___ TEXTAUSZUG ___

Vier Versuche, gut dreinzuschauen

Ole Kretschmar und Asger Doenst importieren ausgemusterte Fotoautomaten. Für sie sind die Kästen mit der empfindlichen Mechanik „Traummaschinen“: Kunden können sich darin vier Blitze lang in jemand anderen verwandeln, Kretschmar und Doenst erfüllten sich damit den Traum von der Selbstständigkeit

VON TINA VEIHELMANN

Blitz. Erschrockene Augen. Blitz. Augen geschlossen. Selda beginnt zu lächeln, probt Mona Lisa. Blitz. Selda lacht. Mona Lisa kann sie nicht, darüber muss sie lachen. Blitz. Selda, strahlend, eine Locke im Gesicht. Jetzt schweigt der Automat. Selda schiebt den schwarzen Vorhang beiseite. Blinzelt.

Ole ist fasziniert. Es ist nicht mehr als ein Automat: eine Kamera, eine Kabine am Rosenthaler Patz in Mitte. Da sitzt jemand auf dem Höckerchen und probt, was er sein könnte; heraus kommt ein Bild, das vielleicht in zehn Jahren noch in der Schreibtischschublade des damaligen Geliebten liegt. Draußen laufen Hunde und Passanten.

Nach Selda setzt sich Yussuf und zieht den Vorhang zu. Der schüchterne Yussuf – jetzt ist er starker Mann. Yussuf mit geballten Fäusten. Blitz. Fäuste vors Gesicht. Blitz.

Ole hat sich verliebt – in alle Seldas und alle Yussufs dieser Welt und in die Metallkästen, die aus ihnen Prinzessinnen und starke Männer machen. Ole ist fürs Träumen. Alles, was nicht ist, ist nur etwas, das noch werden könnte. Und ein Fotoautomat ist viel mehr als eine Maschine. Er ist ein Raum, in dem eine Illusion entsteht.

Ole Kretschmar kauft alte Fotoautomaten, die ohne ihn längst auf dem Schrott gelandet wären. Er bringt sie nach Berlin, sucht Orte für sie aus und wartet sie. Eigentlich war das nie sein Plan. Aber Ole sagt: „Man muss sich immer vorstellen können, dass es auch anders sein könnte.“ Eine gute Idee entstehe dort, wo etwas nicht nach Plan verlaufen ist, wo Gewissheiten abhanden gekommen sind. Sie ist plötzlich da, wenn man, frei von allzu viel Sinn für die Realität, nach Möglichkeiten Ausschau hält. Wenn man den Zufall gewähren lässt.

___

AUFGABE 1 | Übersetze diesen Satz aus dem Text über Fotoautomaten ins Englische: „Ole Kretschmar kauft alte Fotoautomaten, die ohne ihn längst auf dem Schrott gelandet wären.“
Der Text und die Einträge haben inhaltlich nichts miteinander zu tun.

___ AUFGABENMATERIAL ___

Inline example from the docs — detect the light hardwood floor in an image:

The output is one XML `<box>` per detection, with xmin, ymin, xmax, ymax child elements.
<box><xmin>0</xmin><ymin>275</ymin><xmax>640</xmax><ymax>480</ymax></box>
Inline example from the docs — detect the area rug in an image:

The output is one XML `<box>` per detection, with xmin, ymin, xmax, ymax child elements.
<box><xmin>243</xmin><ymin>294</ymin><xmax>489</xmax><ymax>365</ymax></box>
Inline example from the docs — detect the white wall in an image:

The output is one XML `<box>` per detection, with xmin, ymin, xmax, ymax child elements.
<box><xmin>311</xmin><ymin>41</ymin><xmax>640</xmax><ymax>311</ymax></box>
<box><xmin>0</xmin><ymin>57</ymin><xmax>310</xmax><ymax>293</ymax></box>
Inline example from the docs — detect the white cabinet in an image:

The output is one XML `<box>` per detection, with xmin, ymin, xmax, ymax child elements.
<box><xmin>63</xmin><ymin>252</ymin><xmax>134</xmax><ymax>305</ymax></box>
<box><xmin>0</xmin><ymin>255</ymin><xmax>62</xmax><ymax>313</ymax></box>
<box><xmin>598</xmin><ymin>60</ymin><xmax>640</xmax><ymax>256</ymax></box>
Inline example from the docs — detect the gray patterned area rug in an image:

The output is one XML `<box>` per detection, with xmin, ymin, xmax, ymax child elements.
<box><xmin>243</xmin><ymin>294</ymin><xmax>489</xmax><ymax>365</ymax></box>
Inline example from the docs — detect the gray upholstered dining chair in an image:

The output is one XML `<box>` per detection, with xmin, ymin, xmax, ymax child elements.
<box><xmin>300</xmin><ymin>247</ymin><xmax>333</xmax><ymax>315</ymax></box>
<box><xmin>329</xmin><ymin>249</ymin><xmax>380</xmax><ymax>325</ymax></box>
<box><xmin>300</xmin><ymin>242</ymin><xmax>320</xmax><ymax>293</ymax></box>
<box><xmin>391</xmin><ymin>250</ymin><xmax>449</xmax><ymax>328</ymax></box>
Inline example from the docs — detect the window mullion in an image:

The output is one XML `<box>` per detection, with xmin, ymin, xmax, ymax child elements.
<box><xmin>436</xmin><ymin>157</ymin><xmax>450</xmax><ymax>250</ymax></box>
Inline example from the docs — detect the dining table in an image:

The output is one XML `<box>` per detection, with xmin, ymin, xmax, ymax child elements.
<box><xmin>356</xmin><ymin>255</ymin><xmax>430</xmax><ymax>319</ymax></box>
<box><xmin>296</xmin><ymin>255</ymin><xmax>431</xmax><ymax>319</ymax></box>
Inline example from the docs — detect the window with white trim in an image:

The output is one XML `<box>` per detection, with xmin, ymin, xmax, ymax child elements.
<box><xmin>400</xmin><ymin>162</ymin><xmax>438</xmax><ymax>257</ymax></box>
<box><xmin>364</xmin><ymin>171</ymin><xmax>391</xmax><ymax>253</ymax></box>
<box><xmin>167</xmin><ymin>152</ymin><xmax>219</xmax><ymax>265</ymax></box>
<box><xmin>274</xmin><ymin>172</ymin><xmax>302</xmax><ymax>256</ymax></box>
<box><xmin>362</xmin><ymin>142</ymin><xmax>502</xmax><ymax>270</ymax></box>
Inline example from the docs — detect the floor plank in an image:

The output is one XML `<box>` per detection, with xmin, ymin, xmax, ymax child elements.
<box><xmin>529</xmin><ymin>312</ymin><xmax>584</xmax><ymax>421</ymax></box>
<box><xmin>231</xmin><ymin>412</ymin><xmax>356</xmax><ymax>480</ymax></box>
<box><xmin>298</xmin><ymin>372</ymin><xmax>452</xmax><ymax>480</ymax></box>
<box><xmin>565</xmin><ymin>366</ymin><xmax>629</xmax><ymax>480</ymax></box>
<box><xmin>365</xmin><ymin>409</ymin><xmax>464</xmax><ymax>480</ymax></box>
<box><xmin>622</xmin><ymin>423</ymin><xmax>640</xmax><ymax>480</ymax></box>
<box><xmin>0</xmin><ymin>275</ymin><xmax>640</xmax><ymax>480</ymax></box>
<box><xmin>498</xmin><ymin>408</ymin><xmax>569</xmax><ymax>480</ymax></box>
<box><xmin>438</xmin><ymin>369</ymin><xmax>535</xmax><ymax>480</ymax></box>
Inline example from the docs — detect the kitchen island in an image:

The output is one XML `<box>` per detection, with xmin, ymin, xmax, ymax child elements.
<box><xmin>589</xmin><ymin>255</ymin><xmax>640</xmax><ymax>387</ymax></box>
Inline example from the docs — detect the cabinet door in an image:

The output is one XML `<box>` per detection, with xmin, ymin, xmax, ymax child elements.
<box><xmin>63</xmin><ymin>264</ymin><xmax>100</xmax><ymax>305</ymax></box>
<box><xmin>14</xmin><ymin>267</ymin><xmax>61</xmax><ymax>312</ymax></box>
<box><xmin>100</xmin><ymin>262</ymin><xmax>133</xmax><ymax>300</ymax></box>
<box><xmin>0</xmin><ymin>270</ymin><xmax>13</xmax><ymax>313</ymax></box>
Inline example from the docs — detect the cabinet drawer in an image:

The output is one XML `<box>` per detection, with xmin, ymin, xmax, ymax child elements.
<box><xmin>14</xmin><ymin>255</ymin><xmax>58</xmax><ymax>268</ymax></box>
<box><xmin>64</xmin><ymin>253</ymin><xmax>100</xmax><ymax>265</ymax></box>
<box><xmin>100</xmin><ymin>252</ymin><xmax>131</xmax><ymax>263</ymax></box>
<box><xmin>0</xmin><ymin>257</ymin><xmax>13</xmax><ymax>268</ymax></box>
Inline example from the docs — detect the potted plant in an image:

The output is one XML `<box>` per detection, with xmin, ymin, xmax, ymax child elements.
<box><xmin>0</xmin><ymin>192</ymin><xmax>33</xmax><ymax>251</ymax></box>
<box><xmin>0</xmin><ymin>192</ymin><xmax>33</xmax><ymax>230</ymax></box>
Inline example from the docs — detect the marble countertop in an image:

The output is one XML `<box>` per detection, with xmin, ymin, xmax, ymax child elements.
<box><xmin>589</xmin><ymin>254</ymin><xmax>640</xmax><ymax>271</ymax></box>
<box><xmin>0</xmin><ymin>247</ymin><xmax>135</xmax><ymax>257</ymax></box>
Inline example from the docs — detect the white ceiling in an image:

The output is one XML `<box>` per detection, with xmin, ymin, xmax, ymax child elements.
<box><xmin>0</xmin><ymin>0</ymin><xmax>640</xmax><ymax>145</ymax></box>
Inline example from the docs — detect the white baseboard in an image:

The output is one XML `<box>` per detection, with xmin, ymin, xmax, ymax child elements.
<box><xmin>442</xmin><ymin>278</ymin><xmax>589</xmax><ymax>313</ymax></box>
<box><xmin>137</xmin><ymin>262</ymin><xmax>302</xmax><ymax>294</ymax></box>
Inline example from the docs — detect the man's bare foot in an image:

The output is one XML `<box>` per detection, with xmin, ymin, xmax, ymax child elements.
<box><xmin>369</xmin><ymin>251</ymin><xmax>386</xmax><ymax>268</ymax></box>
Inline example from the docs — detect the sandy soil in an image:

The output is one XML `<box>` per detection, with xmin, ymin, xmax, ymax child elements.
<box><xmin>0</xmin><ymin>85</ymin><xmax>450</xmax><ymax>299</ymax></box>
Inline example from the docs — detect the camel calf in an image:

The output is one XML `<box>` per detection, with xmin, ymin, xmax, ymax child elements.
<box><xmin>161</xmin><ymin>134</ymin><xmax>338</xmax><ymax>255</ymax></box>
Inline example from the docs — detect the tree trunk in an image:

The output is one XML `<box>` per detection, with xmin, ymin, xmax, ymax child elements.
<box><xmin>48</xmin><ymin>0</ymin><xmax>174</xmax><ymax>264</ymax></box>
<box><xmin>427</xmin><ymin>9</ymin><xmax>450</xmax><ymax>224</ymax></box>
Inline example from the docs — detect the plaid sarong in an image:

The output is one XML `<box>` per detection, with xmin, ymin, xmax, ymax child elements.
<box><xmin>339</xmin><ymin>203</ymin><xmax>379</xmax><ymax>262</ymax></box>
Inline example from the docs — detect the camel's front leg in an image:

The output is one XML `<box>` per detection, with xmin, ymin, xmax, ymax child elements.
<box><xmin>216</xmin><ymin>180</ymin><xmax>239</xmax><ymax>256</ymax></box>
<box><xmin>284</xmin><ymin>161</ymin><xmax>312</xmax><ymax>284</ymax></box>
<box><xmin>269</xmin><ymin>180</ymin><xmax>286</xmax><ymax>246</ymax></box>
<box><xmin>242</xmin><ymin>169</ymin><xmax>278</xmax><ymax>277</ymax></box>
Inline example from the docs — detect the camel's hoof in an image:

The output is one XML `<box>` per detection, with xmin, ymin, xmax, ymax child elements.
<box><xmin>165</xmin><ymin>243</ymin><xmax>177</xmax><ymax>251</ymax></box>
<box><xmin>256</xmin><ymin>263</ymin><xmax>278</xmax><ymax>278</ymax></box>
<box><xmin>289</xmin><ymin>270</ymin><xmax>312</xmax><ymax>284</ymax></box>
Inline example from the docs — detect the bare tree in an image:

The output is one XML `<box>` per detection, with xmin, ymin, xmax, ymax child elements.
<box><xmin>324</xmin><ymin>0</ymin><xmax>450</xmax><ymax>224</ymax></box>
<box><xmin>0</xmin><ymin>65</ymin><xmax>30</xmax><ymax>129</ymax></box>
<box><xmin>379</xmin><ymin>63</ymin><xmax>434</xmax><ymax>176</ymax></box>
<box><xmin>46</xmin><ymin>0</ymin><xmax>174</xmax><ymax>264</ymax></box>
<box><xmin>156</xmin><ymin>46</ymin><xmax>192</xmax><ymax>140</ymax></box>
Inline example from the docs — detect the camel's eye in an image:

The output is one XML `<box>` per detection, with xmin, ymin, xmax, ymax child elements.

___

AUFGABE 2 | Zeige alle Zeilen der Einträge, in denen das Wort „bare“ vorkommt.

ERGEBNIS 1 | Ole Kretschmar buys old photo booths that would have ended up on the scrap heap long ago without him.

ERGEBNIS 2 |
Inline example from the docs — detect the man's bare foot in an image:
Inline example from the docs — detect the bare tree in an image:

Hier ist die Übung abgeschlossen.